[[ Material provided, beginning ]]

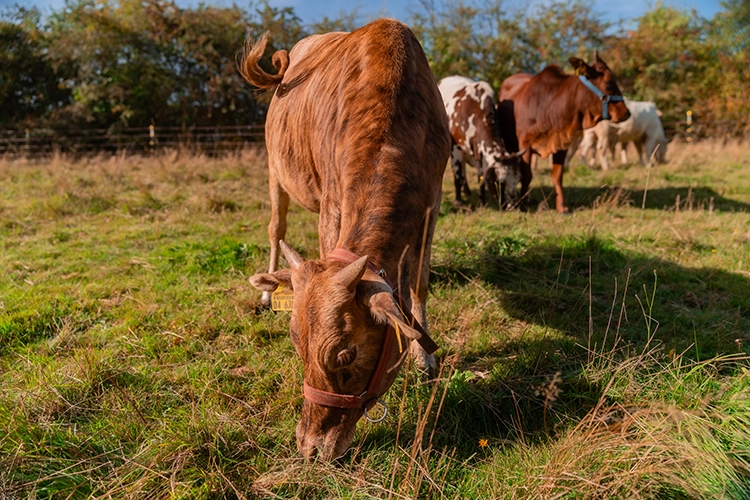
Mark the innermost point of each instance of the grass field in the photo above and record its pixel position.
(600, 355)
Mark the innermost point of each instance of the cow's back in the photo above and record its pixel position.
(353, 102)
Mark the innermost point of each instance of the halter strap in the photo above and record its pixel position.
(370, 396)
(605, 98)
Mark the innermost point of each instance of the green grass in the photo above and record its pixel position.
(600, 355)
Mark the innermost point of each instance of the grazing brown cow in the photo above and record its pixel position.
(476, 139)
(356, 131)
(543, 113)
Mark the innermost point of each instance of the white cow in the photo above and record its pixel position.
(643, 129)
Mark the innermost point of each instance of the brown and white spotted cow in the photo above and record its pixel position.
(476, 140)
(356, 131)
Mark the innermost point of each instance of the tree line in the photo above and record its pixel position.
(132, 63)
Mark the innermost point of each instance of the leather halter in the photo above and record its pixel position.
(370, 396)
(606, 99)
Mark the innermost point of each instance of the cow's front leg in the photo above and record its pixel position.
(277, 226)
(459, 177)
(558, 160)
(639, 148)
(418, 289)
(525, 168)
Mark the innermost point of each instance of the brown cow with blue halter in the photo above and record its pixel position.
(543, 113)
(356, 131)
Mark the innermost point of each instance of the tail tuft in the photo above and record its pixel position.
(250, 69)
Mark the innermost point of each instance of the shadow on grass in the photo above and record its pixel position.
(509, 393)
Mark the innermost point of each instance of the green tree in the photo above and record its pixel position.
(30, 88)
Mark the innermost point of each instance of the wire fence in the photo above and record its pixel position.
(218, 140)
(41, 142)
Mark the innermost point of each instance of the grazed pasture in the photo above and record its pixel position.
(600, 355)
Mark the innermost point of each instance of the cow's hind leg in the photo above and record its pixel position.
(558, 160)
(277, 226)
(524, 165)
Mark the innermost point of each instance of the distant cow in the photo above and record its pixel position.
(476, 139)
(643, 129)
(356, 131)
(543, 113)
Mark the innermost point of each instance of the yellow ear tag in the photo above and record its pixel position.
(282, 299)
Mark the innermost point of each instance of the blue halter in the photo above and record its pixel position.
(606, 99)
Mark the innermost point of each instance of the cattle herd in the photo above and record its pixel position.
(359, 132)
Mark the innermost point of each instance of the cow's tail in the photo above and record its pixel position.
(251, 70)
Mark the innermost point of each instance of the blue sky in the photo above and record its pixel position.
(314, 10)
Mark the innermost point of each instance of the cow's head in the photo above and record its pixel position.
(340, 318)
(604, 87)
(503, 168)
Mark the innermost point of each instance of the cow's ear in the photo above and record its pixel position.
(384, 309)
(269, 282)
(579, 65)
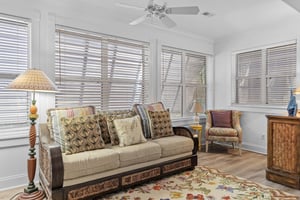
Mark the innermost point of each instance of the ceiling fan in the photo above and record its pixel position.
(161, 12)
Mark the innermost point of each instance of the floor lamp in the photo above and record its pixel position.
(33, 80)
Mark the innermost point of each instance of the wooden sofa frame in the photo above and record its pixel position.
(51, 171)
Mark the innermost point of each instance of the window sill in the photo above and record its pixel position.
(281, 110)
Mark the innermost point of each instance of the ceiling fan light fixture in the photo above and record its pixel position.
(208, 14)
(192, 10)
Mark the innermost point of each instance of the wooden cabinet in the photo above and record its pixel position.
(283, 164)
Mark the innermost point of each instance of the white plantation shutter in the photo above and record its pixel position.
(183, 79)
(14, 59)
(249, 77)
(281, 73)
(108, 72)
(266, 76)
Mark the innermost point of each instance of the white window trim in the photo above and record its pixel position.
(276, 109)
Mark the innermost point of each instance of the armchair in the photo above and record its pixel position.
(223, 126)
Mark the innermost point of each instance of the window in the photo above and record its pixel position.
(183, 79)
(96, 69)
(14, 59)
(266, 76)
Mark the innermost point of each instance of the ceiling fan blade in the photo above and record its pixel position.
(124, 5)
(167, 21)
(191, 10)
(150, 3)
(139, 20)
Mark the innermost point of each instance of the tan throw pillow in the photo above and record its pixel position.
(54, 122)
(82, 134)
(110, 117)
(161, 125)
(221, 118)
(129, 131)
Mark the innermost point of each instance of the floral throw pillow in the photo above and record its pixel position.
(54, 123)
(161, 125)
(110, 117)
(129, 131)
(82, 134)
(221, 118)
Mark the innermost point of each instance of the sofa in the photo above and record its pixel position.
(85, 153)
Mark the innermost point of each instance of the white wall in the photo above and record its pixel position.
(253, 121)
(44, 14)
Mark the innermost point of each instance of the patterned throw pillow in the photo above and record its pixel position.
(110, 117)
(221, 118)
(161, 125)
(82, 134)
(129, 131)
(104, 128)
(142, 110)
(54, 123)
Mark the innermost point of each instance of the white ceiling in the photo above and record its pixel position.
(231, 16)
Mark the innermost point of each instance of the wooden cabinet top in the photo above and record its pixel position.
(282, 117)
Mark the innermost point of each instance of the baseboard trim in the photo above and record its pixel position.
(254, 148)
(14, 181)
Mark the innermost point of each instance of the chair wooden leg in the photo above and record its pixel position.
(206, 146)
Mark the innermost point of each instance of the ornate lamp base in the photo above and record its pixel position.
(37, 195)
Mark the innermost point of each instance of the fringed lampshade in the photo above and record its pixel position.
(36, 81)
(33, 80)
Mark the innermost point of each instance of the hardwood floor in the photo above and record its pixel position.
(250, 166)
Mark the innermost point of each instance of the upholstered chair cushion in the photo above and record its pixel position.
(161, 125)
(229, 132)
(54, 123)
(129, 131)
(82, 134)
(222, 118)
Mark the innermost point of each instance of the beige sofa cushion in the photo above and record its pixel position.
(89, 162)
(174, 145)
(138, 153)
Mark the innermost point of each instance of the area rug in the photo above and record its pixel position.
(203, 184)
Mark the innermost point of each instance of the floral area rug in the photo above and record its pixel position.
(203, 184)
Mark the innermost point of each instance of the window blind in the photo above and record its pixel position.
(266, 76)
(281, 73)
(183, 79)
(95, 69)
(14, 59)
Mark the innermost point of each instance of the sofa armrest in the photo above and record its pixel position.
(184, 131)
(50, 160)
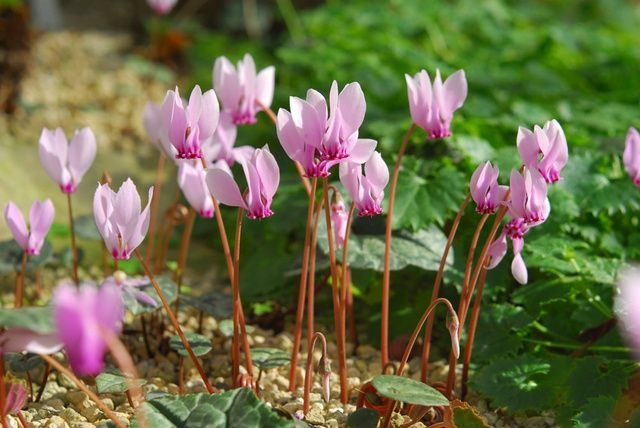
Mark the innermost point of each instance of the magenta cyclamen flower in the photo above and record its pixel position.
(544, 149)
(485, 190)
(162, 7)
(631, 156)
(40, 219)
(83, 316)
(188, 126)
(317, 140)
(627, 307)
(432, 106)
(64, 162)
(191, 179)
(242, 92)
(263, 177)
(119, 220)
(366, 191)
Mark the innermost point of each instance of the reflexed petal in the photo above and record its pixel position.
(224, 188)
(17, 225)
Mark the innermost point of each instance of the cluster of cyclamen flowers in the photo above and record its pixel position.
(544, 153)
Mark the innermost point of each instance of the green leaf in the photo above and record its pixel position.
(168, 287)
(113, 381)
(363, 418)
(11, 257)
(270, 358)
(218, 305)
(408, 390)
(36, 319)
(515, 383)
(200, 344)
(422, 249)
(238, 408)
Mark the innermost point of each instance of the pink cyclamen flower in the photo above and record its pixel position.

[[ Material provided, end ]]

Transcribe all of the data above verbatim but omit every picture.

Mark the innermost point of each instance of the grass field in the photo above and record its pixel position.
(600, 355)
Mark the innermost point of each instance of the cow's back in the photo above and record its pixel position.
(353, 102)
Mark the innermost point of each instance of the halter strap in the photo above and record its pixel position.
(370, 396)
(605, 98)
Mark the innermost point of each instance of the green grass in the photo above and record its pixel position.
(600, 355)
Mark the innermost point of each instance of the grazing brown cow in the photo above and record its pixel position.
(476, 139)
(356, 131)
(543, 113)
Mark the innermost point of each instance of the white cow in the photo above and record its pixel position.
(643, 129)
Mark the innermost point of each instance of the brown and white spotted cow in the photo above and record its pixel position.
(476, 140)
(356, 131)
Mark the innermost point of each instance of the tree line in the photo above and record its pixel position.
(132, 63)
Mark the innermost point of each instance of the leather halter in the photo above and record its pixel position.
(370, 396)
(606, 99)
Mark the innermost point of each instance of the cow's front leg in the photo above and record its pixel position.
(277, 226)
(459, 177)
(558, 160)
(639, 148)
(418, 289)
(525, 168)
Mark the innermost point of each instance of the brown cow with blue halter in the photo above and record its pixel position.
(543, 113)
(356, 131)
Mark the innermost point of each instance of the tail tuft in the photo above and record its pixel position.
(250, 69)
Mark the innermost point of each instance of the shadow on grass in the photo above and record its pixel position.
(509, 393)
Mark the innermost point of each instance of the green tree in the photo above and record its pixel position.
(30, 88)
Mark the innermost point of each instance of the wire fence in the photo above and record its pixel position.
(218, 140)
(41, 142)
Mark the innermost point of each instance of the grazed pasture in the photo above and record its pixel position.
(600, 355)
Mark the innermost point of each instance of the cow's hind leg in the photo above and record its pixel position.
(558, 160)
(277, 226)
(524, 165)
Mark the innermost point of each instance of the distant cow in the photo above and record its pixel position.
(476, 139)
(643, 129)
(356, 131)
(543, 113)
Mark the innermost point of each instance of the yellow ear tag in the photo above and record its pixel position.
(282, 299)
Mark the innermost point of each instance of the blue halter in the photo above and record its pixel position.
(606, 99)
Mark the innermost point of each instance of the cattle herd in the photo above and record its pixel position.
(359, 132)
Mark the innermost point of each instance of the cow's tail in the photo above and record its pixel position.
(251, 70)
Mark the innermost point of each instance of the blue sky in the photo above and record its pixel position.
(314, 10)
Mark the innermost point of each instance of the cow's head in the photo above and record its pixel position.
(340, 318)
(604, 87)
(503, 168)
Mark the innermost point of each instance of the cow's ear in the photo above and record its pixel position.
(384, 309)
(269, 282)
(579, 65)
Mark the innermost point of each instance of the ceiling fan in the photo above and record its pixel position.
(161, 12)
Mark the innermost point of each instance of the floor lamp in the photo above and record its pixel position.
(33, 80)
Mark the innermost point of each instance of the wooden sofa frame in the photo above and record its pixel position.
(51, 171)
Mark the innermost point of each instance of the window sill in the photo above and record its pixel position.
(281, 110)
Mark the innermost point of each instance of the ceiling fan light fixture in the photo above and record its pixel position.
(208, 14)
(192, 10)
Mark the innermost point of each instance of the wooden cabinet in the photo above and record its pixel position.
(283, 164)
Mark the innermost point of each instance of the white plantation shutter in the photo above and record its pixel position.
(183, 79)
(14, 59)
(249, 77)
(281, 73)
(108, 72)
(266, 76)
Mark the innermost point of each instance of the white window trim in the photo above and record its pixel position.
(276, 109)
Mark the innermost point of each instance of the armchair in the photo above and record its pixel position.
(223, 126)
Mark the innermost point of each instance of the window in the photo above and record its pixel position.
(183, 79)
(96, 69)
(14, 59)
(266, 76)
Mark the innermost point of each instance of the ceiling fan blade in the photo above and record its pixel position.
(124, 5)
(167, 21)
(191, 10)
(150, 3)
(139, 20)
Mark the innermost point of each instance of the tan throw pillow in the photo above and record its pixel position.
(54, 122)
(82, 134)
(110, 117)
(161, 125)
(221, 118)
(129, 131)
Mark the innermost point of each instance of the floral throw pillow in the photo above and record its pixel position.
(54, 123)
(161, 125)
(110, 117)
(129, 131)
(82, 134)
(221, 118)
Mark the innermost point of each instance of the sofa in the photo above and record its pixel position.
(85, 153)
Mark the innermost point of each instance of the white wall in the photo above and record its pixel position.
(253, 121)
(44, 14)
Mark the innermost point of each instance of the patterned throw pillow in the photo above and record its pixel position.
(110, 117)
(221, 118)
(161, 125)
(82, 134)
(129, 131)
(104, 128)
(142, 110)
(54, 123)
Mark the innermost point of each instance of the white ceiling in the photo above and record its pixel position.
(231, 16)
Mark the innermost point of each instance of the wooden cabinet top in the photo above and record its pixel position.
(282, 117)
Mark the innermost point of each instance of the baseboard trim in the photo above and record its pixel position.
(254, 148)
(14, 181)
Mark the innermost point of each instance of the chair wooden leg in the photo above and record its pixel position.
(206, 146)
Mark the innermost point of each instance of the ornate lamp base in the photo above and record its pixel position.
(37, 195)
Mark the innermost point of each instance of the fringed lampshade in the photo above and record its pixel position.
(36, 81)
(33, 80)
Mark the innermost point of each instance of the hardwood floor in the photo above and record its pixel position.
(250, 166)
Mark the innermost point of each instance of the upholstered chair cushion in the photo above and record its pixel position.
(161, 125)
(229, 132)
(54, 123)
(129, 131)
(82, 134)
(222, 118)
Mark the innermost point of each instance of the beige sofa cushion in the photo above and record its pixel position.
(89, 162)
(174, 145)
(138, 153)
Mark the innermost point of each instance of the area rug in the photo above and record its pixel position.
(203, 184)
Mark the innermost point of each instance of the floral area rug in the photo above and record its pixel position.
(203, 184)
Mark the innermost point of each instance of the window blind in the photo above and record its pixel position.
(266, 76)
(281, 73)
(183, 79)
(95, 69)
(14, 59)
Mark the innermost point of each instance of the sofa armrest in the photo above and record its pixel position.
(184, 131)
(50, 160)
Mark the innermost point of each instance of the magenta cyclamen flower in the photo above and record its pixel position.
(544, 149)
(485, 190)
(162, 7)
(631, 156)
(40, 219)
(83, 316)
(188, 126)
(317, 140)
(627, 307)
(432, 106)
(64, 162)
(191, 179)
(242, 92)
(263, 177)
(119, 220)
(366, 191)
Mark the innermost point of each instance of the reflexed petal in the photo above and record its pixel position.
(224, 188)
(17, 225)
Mark the innermost point of each instance of the cluster of cyclamen flowers in the photo above and record its pixel position.
(544, 153)
Mark the innermost point of each instance of the green leaf in the photo above and record its pixel position.
(168, 287)
(113, 381)
(363, 418)
(11, 257)
(270, 358)
(218, 305)
(408, 390)
(36, 319)
(515, 383)
(200, 344)
(422, 249)
(238, 408)
Mark the innermost point of each instance of the pink cyclamen flower in the photo above and record its pixel position.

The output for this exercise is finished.